# PROBLEM DETAILS:
Count the lines in the records below that contain the string "truck", treating uppercase and lowercase as different. Give only the number.

# INPUT MATERIAL:

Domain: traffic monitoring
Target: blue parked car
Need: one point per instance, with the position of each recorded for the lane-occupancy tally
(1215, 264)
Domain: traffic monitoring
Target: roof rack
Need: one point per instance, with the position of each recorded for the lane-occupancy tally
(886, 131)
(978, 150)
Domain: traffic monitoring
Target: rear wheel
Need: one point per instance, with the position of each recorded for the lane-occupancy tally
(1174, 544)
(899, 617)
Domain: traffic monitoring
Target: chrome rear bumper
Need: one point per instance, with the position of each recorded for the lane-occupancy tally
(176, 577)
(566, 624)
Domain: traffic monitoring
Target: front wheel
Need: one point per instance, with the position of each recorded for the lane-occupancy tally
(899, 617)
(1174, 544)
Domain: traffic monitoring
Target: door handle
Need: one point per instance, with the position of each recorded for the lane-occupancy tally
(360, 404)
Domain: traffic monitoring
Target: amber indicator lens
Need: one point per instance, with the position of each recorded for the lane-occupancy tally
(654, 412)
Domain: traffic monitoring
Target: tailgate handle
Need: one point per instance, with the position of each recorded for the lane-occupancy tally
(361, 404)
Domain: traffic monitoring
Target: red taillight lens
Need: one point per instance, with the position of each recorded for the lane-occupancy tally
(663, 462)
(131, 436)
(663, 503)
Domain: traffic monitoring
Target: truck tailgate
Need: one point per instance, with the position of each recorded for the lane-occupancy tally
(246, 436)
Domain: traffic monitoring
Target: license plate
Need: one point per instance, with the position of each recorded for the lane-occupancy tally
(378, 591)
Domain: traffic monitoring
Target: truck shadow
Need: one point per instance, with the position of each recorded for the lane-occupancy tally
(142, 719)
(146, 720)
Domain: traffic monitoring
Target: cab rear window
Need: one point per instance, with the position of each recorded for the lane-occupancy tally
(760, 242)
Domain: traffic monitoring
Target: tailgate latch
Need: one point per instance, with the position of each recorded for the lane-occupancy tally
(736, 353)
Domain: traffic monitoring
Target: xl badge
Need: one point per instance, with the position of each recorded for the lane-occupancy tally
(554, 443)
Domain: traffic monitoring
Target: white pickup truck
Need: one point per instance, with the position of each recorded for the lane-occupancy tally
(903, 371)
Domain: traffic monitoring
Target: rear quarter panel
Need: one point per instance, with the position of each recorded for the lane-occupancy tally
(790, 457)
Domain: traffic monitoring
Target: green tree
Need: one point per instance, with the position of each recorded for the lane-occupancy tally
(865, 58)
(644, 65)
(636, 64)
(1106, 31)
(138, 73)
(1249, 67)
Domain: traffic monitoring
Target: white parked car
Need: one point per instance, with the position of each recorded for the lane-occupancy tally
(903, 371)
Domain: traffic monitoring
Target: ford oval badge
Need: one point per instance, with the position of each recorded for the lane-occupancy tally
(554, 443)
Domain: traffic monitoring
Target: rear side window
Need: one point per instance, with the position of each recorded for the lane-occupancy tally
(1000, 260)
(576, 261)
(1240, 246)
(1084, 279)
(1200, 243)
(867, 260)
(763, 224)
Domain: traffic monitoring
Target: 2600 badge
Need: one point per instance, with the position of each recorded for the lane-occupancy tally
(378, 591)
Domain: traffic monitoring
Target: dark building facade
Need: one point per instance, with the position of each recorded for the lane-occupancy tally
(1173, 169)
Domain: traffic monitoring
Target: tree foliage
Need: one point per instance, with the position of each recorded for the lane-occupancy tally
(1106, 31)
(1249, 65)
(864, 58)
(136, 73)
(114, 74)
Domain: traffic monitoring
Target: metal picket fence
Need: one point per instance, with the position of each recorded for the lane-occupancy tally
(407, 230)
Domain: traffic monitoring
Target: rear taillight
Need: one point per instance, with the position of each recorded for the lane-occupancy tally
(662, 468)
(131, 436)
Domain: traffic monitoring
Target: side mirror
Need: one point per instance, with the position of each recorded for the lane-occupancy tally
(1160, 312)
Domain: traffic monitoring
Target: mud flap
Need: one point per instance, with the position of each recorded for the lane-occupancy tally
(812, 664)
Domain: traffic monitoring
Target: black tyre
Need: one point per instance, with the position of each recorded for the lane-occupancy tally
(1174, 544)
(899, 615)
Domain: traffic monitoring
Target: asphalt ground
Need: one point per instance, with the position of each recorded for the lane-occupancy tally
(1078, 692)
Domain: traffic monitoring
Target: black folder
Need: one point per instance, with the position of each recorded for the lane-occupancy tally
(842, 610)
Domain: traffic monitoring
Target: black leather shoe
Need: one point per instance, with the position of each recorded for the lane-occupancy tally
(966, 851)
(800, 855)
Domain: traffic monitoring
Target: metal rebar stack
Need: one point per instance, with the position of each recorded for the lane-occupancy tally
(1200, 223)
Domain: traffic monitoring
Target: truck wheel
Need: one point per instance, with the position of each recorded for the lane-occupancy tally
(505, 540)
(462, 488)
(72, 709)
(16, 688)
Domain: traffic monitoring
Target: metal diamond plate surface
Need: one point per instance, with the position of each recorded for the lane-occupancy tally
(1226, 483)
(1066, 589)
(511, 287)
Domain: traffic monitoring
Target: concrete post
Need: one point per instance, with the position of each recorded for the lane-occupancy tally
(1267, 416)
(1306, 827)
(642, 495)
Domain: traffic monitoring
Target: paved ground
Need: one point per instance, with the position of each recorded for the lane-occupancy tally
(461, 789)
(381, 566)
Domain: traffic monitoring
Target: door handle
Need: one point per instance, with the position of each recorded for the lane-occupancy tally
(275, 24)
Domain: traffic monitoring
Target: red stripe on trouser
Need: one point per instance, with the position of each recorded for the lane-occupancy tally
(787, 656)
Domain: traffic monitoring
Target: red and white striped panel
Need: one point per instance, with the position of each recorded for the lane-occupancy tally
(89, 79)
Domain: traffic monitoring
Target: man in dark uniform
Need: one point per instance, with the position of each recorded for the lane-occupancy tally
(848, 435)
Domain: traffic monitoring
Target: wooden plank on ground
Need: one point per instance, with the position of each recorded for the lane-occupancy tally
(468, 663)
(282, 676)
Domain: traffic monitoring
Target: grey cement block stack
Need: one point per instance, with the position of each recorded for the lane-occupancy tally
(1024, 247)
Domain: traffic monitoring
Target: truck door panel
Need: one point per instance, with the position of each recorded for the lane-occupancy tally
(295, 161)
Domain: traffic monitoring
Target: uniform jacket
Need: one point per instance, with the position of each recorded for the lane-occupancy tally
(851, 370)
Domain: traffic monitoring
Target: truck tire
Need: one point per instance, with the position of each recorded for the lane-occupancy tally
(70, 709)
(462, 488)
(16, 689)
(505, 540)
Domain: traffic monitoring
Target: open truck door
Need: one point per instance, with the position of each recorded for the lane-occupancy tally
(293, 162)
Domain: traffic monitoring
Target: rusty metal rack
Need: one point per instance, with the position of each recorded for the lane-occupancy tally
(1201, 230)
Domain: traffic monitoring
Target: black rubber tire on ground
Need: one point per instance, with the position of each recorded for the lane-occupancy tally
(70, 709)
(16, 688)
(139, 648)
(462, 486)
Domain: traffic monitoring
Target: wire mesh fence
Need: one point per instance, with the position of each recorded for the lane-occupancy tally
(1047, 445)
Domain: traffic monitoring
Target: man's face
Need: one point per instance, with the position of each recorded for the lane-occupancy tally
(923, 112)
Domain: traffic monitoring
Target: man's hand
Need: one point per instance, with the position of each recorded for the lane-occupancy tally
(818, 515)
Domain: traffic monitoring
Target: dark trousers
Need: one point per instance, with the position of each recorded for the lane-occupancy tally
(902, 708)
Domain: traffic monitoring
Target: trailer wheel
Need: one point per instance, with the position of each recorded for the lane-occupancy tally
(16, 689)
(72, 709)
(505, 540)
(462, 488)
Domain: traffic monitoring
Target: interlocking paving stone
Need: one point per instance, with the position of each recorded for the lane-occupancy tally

# THE RESULT:
7